*** Opening Records for this task ***

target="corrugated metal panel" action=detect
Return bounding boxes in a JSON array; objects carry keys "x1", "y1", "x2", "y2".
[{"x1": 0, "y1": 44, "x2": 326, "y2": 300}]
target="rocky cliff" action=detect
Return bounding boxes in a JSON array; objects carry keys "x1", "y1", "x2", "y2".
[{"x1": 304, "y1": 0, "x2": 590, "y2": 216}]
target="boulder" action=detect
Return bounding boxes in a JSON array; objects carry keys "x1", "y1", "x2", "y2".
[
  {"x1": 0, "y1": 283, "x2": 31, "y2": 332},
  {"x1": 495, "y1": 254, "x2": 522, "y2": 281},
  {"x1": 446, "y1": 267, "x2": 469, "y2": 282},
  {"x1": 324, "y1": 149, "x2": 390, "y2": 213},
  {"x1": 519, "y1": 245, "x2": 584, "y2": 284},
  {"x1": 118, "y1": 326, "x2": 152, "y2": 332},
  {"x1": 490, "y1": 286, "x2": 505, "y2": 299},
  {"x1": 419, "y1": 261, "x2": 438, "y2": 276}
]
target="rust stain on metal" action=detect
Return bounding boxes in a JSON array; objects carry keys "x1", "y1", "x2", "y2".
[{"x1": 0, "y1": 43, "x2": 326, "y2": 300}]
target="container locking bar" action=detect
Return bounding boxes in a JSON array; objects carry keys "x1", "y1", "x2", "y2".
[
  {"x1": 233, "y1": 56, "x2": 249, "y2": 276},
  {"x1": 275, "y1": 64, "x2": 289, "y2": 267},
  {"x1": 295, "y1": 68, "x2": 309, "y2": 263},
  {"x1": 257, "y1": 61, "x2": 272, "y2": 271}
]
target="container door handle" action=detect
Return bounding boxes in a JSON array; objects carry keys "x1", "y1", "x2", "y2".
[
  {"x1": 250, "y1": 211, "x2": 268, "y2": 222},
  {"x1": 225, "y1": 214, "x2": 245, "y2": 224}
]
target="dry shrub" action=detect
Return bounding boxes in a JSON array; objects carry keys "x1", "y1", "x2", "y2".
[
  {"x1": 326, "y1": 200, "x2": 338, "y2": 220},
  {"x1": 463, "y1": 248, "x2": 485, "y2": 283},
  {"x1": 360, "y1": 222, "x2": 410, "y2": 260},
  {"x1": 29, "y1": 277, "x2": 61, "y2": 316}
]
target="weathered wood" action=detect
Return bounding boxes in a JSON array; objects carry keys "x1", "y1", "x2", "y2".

*** Closing Records for this task ***

• What the task asks:
Retype the records above so that nothing differs from the original.

• Solution for this problem:
target="corrugated metal panel" action=detect
Return bounding boxes in a JSON array; objects carry keys "x1", "y1", "x2", "y2".
[{"x1": 0, "y1": 44, "x2": 326, "y2": 300}]
target="rocky cliff" action=detect
Return bounding boxes in a JSON array; objects carry keys "x1", "y1", "x2", "y2".
[{"x1": 304, "y1": 0, "x2": 590, "y2": 216}]
target="boulder" action=detect
Return bounding boxes in a JSON array; objects carry keys "x1", "y1", "x2", "y2".
[
  {"x1": 0, "y1": 283, "x2": 31, "y2": 332},
  {"x1": 495, "y1": 254, "x2": 522, "y2": 281},
  {"x1": 446, "y1": 267, "x2": 469, "y2": 282},
  {"x1": 324, "y1": 149, "x2": 390, "y2": 213},
  {"x1": 519, "y1": 245, "x2": 584, "y2": 284},
  {"x1": 118, "y1": 326, "x2": 152, "y2": 332},
  {"x1": 490, "y1": 286, "x2": 505, "y2": 299},
  {"x1": 419, "y1": 261, "x2": 438, "y2": 276}
]
target="rust stain on metal" action=detect
Return bounding boxes in a JSON array; objects carry keys "x1", "y1", "x2", "y2".
[{"x1": 0, "y1": 43, "x2": 326, "y2": 300}]
target="container locking bar" action=detect
Return bounding boxes in a JSON array; objects carry keys "x1", "y1", "x2", "y2".
[
  {"x1": 233, "y1": 56, "x2": 249, "y2": 276},
  {"x1": 275, "y1": 64, "x2": 289, "y2": 267},
  {"x1": 295, "y1": 68, "x2": 309, "y2": 263},
  {"x1": 257, "y1": 61, "x2": 272, "y2": 271}
]
target="container door handle" action=detect
Return bounding boxes in a JSON array; objects carry keys "x1", "y1", "x2", "y2".
[
  {"x1": 250, "y1": 211, "x2": 268, "y2": 222},
  {"x1": 225, "y1": 214, "x2": 245, "y2": 224}
]
target="dry shrub" action=detect
Return bounding boxes in a JSON array; objects carry keys "x1", "y1", "x2", "y2".
[
  {"x1": 326, "y1": 200, "x2": 338, "y2": 220},
  {"x1": 463, "y1": 248, "x2": 485, "y2": 283},
  {"x1": 360, "y1": 222, "x2": 410, "y2": 260},
  {"x1": 29, "y1": 277, "x2": 61, "y2": 316}
]
target="weathered wood" action=detect
Return bounding boxes in a JSON array; objects carry keys "x1", "y1", "x2", "y2".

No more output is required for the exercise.